文章:
------------

日本語が好きだ。機微に満ちた言葉、TPOによって使い方が切り替えられる、漢字とかな(カタカナ、ひらがな)やアルファベット。絵文字までも日本人の発明だという。
外国人が覚えるには難解で、真実を避けるためのプロパガンタとして使われ方が出来るのが欠点だが、世界最高の言語だと思う。
ところが、日本語が特殊であるとする論は、近代以降しばしば提起されている。極端な例ではあるが、戦後、志賀直哉が「日本の国語程、不完全で不便なものはないと思ふ」として、フランス語を国語に採用することを主張したり、エスペラント語を公用語にしたいという主張があったときもあるが、冗談じゃない。
■日本語の由来
漢字が日本に入ってきたのは、紀元後2世紀から3世紀にかけてというのが通説である。その当時、土器や銅鐸に刻まれて「人」「家」「鹿」などを表す日本独自の絵文字が生まれかけていたが、厳密には文字体系とは言えない段階であった。
「漢字」は黄河下流地方に住んでいた「漢族」の話す「漢語」を表記するために発明された文字である。そしてあいにく漢語は日本語とは縁もゆかりもない全く異質な言語である。

------------

提供された情報:
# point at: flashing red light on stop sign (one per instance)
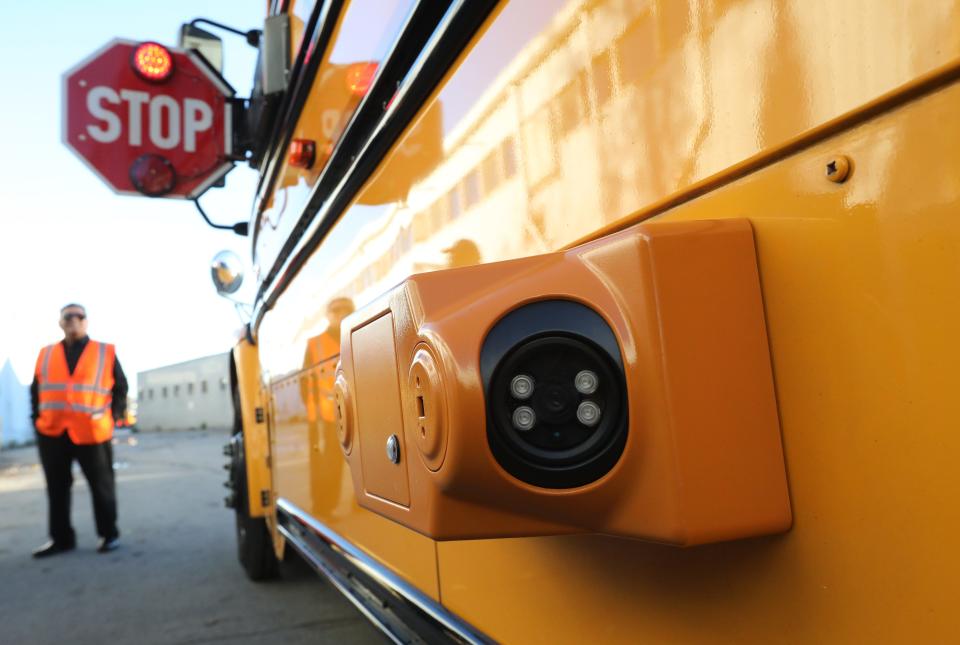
(149, 120)
(152, 62)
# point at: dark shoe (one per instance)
(107, 545)
(52, 548)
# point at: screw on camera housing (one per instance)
(565, 425)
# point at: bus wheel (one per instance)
(254, 546)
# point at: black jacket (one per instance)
(73, 352)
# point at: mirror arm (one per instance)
(240, 228)
(252, 36)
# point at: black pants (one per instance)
(96, 462)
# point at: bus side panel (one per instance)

------------

問い:
**A)** 日本語についての文章にもとづき、次の問いに答えよ。
(i) 漢字が日本に入ってきた時期は、通説ではいつか。
(ii) 戦後、志賀直哉が国語に採用することを主張したのは何語か。
(iii) 漢字は何を表記するために発明された文字か。
**B)** 次の各文が日本語についての文章の内容と合うかどうか、はいかいいえで答え、根拠となる文章中の言葉をそのまま引用せよ。
(i) 筆者は日本語を世界最高の言語だと考えている。
(ii) 土器や銅鐸に刻まれた日本独自の絵文字は、当時すでに文字体系として確立していた。
(iii) 漢語は日本語と近い関係にある言語である。
**C)** 日本語についての文章を、最後の文のあとから書き進めよ。
記録は日本語についての文章とは関係がない。

各問の答え:
**A)**
(i) 紀元後2世紀から3世紀にかけて
(ii) フランス語
(iii) 黄河下流地方に住んでいた漢族の話す漢語

**B)**
(i) はい。「世界最高の言語だと思う」
(ii) いいえ。「厳密には文字体系とは言えない段階であった」
(iii) いいえ。「日本語とは縁もゆかりもない全く異質な言語である」

**C)**
こういう場合に、もっとも簡単な、よくあるやり方は、自分の言語を捨てて、漢語にそのまま乗り換えてしまうことだ。歴史上、そういう例は少なくない。
漢字という初めて見る文字体系を前に、古代日本人が直面していた危機は、文字に書けない日本語とともに自分たちの「言霊」を失うかも知れない、という恐れだった。しかし、古代日本人は安易に漢語に乗り換えるような事をせずに漢字に頑強に抵抗し、なんとか日本語の言霊を生かしたまま、漢字で書き表そうと苦闘を続けた。
そのための最初の工夫が、漢字の音のみをとって、意味を無視してしまうという知恵だった。「末」の意味は無視してしまい、「マ」という日本語の一音を表すためにのみ使う。万葉集の歌は、このような万葉がなによって音を中心に表記された。
さらにどうせ表音文字として使うなら、綴りは少ない方が効率的だし、表語文字である漢字の形を崩してしまえばその意味は抹殺できる。そこで「末」の漢字の上の方をとって「マ」というカタカナが作られ、また「末」全体を略して、「ま」というひらがなが作られた。漢人の「末」にこめた言霊は、こうして抹殺されたのである。(下表参照)
外国語は漢字やカタカナで表現されるので、ひらがなで表記された大和言葉から浮き出て見える。したがって、外国語をいくら導入しても、日本語そのものの独自性が失われる心配はない。その心配がなければこそ、積極果敢に多様な外国の優れた文明を吸収できる。これこそが古代では漢文明を積極的に導入し、明治以降は西洋文明にキャッチアップできた日本人の知的活力の源泉である。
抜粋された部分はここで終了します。